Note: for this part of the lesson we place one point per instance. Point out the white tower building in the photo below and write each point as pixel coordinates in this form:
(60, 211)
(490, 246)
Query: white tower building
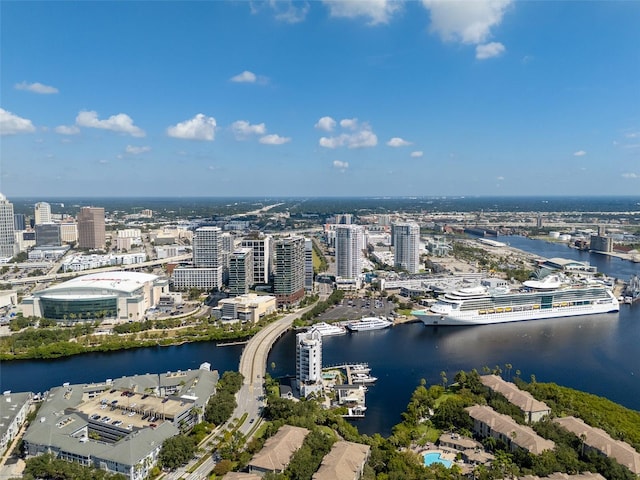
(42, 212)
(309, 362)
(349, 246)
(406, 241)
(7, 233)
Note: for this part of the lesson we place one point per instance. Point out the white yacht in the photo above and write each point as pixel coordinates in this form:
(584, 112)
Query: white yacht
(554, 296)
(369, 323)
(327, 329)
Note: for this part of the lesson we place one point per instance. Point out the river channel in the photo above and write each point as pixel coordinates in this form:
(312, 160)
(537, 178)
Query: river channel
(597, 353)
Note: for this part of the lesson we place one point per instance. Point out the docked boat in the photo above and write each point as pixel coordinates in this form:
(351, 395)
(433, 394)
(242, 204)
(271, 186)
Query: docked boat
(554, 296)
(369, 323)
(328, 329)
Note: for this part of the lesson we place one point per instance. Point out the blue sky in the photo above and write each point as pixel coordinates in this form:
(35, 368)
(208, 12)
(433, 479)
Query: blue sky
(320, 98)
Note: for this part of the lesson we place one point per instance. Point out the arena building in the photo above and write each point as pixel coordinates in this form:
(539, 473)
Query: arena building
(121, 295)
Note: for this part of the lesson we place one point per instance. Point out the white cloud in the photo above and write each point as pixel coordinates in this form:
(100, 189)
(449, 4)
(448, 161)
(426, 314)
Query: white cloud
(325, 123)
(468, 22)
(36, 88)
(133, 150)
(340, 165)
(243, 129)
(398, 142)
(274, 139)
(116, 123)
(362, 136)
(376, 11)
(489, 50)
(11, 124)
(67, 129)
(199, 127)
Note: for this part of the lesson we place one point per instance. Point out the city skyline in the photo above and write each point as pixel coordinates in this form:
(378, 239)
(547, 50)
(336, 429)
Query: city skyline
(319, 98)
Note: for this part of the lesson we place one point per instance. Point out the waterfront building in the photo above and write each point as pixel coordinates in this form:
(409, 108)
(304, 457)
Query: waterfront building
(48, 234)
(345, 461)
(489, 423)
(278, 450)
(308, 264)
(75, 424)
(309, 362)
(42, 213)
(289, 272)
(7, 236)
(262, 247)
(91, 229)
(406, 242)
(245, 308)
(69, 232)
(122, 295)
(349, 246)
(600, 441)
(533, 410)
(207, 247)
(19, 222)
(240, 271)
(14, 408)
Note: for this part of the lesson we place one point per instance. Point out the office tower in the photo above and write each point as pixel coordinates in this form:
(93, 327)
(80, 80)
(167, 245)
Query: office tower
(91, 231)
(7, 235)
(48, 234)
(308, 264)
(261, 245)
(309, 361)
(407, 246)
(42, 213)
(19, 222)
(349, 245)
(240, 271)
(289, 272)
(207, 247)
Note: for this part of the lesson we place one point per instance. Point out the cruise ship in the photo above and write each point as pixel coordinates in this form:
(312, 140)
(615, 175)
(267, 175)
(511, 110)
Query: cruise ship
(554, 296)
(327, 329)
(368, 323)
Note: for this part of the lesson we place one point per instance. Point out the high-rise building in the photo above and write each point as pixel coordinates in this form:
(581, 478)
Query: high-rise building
━━━━━━━━━━━━━━━━━━━━━━━━━━━━━━
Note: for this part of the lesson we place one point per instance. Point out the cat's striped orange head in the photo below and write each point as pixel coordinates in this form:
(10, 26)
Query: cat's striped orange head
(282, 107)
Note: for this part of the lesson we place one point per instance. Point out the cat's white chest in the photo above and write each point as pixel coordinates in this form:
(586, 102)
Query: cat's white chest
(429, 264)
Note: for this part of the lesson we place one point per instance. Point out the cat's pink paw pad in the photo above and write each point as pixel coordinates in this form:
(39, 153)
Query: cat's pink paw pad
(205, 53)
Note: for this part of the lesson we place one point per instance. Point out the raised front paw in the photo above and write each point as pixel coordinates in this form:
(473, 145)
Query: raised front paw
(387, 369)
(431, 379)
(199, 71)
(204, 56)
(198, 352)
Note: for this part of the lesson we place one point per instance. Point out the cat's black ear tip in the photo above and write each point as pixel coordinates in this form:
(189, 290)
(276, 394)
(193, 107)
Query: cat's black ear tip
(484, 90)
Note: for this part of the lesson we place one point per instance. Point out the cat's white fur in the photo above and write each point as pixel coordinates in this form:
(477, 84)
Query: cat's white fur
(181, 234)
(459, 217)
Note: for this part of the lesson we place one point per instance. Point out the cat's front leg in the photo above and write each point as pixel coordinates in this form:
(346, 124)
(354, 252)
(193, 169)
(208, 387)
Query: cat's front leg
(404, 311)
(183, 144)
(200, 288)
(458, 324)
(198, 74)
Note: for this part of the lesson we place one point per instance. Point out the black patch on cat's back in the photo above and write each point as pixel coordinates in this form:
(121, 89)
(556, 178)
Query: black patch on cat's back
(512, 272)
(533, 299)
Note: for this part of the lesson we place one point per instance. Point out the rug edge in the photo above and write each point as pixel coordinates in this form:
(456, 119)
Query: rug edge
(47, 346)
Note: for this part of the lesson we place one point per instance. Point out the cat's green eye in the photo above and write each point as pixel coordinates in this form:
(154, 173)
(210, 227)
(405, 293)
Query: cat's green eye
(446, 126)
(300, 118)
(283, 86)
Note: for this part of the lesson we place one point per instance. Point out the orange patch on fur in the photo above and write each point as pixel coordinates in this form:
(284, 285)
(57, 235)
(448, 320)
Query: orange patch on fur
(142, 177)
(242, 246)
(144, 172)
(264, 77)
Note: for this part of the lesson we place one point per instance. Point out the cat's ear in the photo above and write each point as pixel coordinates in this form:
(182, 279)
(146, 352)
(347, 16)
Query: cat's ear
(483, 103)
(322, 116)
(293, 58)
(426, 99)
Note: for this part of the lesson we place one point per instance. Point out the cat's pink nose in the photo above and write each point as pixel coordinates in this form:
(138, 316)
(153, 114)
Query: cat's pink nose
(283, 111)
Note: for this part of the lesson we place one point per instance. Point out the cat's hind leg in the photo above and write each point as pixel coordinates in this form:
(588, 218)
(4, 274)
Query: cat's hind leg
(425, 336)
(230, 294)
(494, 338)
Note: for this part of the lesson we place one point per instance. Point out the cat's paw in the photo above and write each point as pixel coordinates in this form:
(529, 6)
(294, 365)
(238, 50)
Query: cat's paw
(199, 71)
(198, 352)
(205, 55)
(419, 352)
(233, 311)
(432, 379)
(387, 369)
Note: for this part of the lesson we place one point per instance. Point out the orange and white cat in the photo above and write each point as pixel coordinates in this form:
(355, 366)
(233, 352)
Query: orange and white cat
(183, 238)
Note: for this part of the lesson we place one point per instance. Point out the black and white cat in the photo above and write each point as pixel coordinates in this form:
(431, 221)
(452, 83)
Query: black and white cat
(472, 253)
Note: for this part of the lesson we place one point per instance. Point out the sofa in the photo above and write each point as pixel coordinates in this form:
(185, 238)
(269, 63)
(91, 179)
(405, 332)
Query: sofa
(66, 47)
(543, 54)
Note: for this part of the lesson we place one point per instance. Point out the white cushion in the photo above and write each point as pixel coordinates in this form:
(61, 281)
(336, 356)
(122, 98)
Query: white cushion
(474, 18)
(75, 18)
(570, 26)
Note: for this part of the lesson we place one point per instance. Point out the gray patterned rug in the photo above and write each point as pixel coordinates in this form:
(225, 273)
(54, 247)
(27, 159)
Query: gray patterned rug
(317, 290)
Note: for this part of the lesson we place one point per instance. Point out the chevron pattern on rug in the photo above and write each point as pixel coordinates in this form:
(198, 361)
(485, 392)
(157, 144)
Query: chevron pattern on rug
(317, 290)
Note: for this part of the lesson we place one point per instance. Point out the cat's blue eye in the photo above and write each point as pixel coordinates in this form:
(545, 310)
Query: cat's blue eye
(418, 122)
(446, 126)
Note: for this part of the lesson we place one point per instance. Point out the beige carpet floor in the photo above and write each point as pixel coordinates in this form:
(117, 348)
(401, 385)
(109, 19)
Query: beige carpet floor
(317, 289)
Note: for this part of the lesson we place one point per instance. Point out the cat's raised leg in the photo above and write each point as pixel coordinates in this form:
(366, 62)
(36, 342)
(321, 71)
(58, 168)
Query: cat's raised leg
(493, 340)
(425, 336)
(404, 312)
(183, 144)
━━━━━━━━━━━━━━━━━━━━━━━━━━━━━━
Return each line of the data that contains the string "rise".

→ **Output for this task**
Note: for this part of the lesson we place one point per instance. Point out the high-rise building in the photo above and write each point as pixel coordinates in this form:
Query: high-rise building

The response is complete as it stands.